## [Task directions]
The expected result is every entry, retyped character for character.

Records supplied section start

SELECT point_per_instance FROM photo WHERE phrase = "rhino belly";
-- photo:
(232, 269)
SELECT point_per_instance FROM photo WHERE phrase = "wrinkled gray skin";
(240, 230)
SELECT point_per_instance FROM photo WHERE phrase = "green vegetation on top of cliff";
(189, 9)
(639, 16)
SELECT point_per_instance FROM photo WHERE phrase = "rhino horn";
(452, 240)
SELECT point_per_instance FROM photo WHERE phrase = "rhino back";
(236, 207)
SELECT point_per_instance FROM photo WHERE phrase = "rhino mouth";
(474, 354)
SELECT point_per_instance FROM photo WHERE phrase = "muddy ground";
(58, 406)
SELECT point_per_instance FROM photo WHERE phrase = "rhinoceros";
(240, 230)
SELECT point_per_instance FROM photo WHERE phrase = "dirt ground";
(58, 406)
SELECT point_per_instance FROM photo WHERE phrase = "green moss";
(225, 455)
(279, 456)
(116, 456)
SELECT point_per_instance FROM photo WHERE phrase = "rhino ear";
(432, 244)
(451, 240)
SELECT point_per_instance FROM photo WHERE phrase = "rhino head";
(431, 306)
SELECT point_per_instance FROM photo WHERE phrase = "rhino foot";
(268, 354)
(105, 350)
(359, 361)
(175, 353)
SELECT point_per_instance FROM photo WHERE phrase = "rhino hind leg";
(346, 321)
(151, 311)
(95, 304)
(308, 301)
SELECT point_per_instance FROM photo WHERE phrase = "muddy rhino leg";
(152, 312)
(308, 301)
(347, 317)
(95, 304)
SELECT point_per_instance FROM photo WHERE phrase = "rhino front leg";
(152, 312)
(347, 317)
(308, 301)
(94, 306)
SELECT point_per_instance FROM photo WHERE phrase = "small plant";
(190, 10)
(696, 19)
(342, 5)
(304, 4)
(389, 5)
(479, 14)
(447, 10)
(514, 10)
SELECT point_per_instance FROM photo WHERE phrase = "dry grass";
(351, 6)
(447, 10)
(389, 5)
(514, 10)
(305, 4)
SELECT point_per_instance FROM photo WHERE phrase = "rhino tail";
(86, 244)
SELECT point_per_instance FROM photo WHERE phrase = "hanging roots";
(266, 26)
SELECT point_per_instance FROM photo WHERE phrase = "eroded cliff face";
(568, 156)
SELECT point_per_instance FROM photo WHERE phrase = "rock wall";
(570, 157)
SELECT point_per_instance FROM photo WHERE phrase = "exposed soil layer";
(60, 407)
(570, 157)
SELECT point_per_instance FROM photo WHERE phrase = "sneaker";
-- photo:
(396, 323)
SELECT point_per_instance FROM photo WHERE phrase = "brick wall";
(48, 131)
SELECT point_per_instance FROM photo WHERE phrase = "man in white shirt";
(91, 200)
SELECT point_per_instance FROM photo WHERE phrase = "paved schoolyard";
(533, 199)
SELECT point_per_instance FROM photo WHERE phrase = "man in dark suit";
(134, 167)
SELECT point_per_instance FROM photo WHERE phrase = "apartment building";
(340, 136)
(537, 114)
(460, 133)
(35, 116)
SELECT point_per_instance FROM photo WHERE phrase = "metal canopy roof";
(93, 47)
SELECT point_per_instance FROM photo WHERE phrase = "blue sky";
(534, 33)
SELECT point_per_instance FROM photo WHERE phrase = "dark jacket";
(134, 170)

Records supplied section end

## [Finished exercise]
SELECT point_per_instance FROM photo WHERE phrase = "rhino belly";
-- photo:
(232, 269)
SELECT point_per_instance FROM photo WHERE phrase = "wrinkled gray skin";
(240, 230)
SELECT point_per_instance FROM photo WHERE phrase = "green vegetation on top of cliff";
(189, 9)
(639, 16)
SELECT point_per_instance FROM photo WHERE phrase = "rhino horn";
(452, 240)
SELECT point_per_instance FROM photo WHERE phrase = "rhino back";
(236, 207)
SELECT point_per_instance FROM photo WHERE phrase = "rhino mouth";
(474, 354)
SELECT point_per_instance FROM photo WHERE phrase = "muddy ground";
(58, 406)
SELECT point_per_instance FROM photo WHERE phrase = "rhinoceros";
(240, 230)
SELECT point_per_instance FROM photo WHERE phrase = "dirt ground";
(58, 406)
SELECT point_per_instance FROM photo WHERE phrase = "green moss";
(225, 455)
(279, 456)
(116, 456)
SELECT point_per_instance FROM photo WHERE phrase = "rhino ear";
(432, 244)
(451, 240)
SELECT point_per_instance FROM photo WHERE phrase = "rhino head";
(431, 306)
SELECT point_per_instance FROM photo WHERE phrase = "rhino foot";
(268, 354)
(105, 350)
(359, 361)
(175, 353)
SELECT point_per_instance FROM photo WHERE phrase = "rhino hind leg";
(346, 321)
(151, 311)
(95, 304)
(308, 301)
SELECT point_per_instance FROM photo WHERE phrase = "muddy rhino leg";
(152, 312)
(308, 301)
(347, 317)
(95, 304)
SELECT point_per_instance FROM photo WHERE phrase = "rhino front leg";
(152, 312)
(347, 317)
(308, 301)
(94, 306)
SELECT point_per_instance FROM photo WHERE phrase = "small plant";
(190, 10)
(696, 19)
(342, 5)
(304, 4)
(389, 5)
(479, 14)
(447, 10)
(514, 10)
SELECT point_per_instance FROM photo WHERE phrase = "dry grass";
(351, 6)
(447, 10)
(389, 5)
(514, 10)
(305, 4)
SELECT point_per_instance FROM photo WHERE phrase = "rhino tail";
(86, 244)
SELECT point_per_instance FROM photo WHERE phrase = "hanging roots";
(266, 26)
SELECT point_per_instance FROM photo WHERE phrase = "eroded cliff face";
(568, 156)
SELECT point_per_instance FROM photo WHERE phrase = "rock wall";
(570, 157)
SELECT point_per_instance FROM photo WHERE phrase = "exposed soil layer";
(60, 407)
(570, 157)
SELECT point_per_instance FROM photo WHERE phrase = "sneaker";
-- photo:
(396, 323)
SELECT point_per_instance FROM photo WHERE phrase = "brick wall";
(48, 131)
SELECT point_per_instance FROM photo WHERE phrase = "man in white shirt";
(91, 200)
SELECT point_per_instance FROM photo WHERE phrase = "paved schoolyard";
(533, 199)
SELECT point_per_instance FROM photo WHERE phrase = "man in dark suit";
(134, 167)
SELECT point_per_instance FROM photo WHERE phrase = "apartment building";
(340, 136)
(537, 114)
(460, 133)
(35, 116)
SELECT point_per_instance FROM photo WHERE phrase = "metal canopy roof";
(93, 47)
SELECT point_per_instance FROM photo WHERE phrase = "blue sky";
(534, 33)
SELECT point_per_instance FROM photo WHERE phrase = "dark jacket";
(134, 170)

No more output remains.